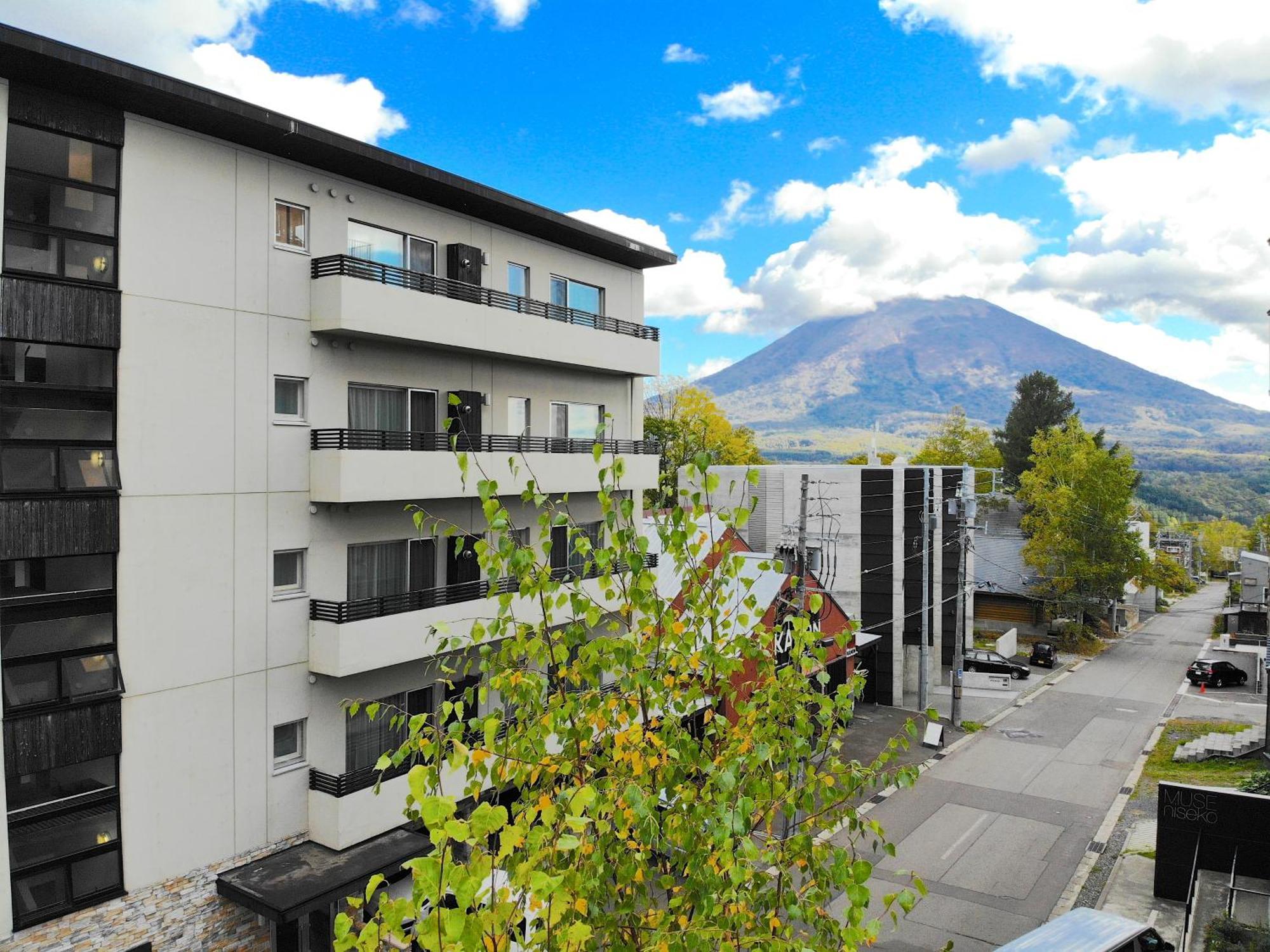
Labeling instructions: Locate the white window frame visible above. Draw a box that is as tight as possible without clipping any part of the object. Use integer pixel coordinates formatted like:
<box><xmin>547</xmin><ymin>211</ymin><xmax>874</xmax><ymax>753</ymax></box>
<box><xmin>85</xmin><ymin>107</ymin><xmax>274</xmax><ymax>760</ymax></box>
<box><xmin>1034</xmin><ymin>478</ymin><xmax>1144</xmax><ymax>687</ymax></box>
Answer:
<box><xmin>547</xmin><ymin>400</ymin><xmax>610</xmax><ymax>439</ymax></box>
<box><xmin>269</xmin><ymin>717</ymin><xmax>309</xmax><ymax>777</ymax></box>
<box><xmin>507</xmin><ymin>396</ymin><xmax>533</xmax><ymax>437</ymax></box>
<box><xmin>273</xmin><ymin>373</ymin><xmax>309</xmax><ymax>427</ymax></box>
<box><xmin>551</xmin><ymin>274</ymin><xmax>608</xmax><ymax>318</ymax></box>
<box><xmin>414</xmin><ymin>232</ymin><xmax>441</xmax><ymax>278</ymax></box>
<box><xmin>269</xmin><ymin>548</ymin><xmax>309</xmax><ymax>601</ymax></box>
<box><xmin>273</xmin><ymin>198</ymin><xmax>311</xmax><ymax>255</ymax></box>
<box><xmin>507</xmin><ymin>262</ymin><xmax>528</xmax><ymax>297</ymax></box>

==

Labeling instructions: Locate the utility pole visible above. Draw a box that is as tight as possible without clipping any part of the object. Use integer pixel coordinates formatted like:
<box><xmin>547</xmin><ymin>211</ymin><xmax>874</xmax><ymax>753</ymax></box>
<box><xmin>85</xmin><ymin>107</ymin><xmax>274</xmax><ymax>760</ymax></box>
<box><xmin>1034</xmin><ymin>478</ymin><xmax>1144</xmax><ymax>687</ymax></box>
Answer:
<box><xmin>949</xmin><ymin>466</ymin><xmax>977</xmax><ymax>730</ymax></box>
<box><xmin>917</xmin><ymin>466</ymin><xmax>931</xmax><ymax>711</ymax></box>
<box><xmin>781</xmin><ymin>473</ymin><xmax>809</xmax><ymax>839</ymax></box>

...

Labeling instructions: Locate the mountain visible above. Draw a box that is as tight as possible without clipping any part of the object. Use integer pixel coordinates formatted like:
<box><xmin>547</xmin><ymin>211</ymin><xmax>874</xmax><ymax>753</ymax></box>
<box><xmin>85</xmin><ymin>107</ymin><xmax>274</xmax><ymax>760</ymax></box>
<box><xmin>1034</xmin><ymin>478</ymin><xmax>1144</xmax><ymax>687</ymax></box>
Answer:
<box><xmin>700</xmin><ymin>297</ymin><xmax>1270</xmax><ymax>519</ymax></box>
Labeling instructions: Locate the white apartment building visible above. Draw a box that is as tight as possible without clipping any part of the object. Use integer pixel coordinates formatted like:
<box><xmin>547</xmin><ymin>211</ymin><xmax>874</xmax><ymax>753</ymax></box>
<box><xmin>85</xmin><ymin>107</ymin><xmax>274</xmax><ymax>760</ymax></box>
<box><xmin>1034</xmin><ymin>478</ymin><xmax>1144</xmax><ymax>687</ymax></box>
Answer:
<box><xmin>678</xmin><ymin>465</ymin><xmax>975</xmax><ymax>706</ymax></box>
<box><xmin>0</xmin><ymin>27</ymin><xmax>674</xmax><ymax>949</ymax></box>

WHAT THIS TASK INVOLVES: Give the number of lines in the records above that contain the string "integer", counting only matches with the same case. Reply with the number alone.

COMPLETED EXERCISE: 4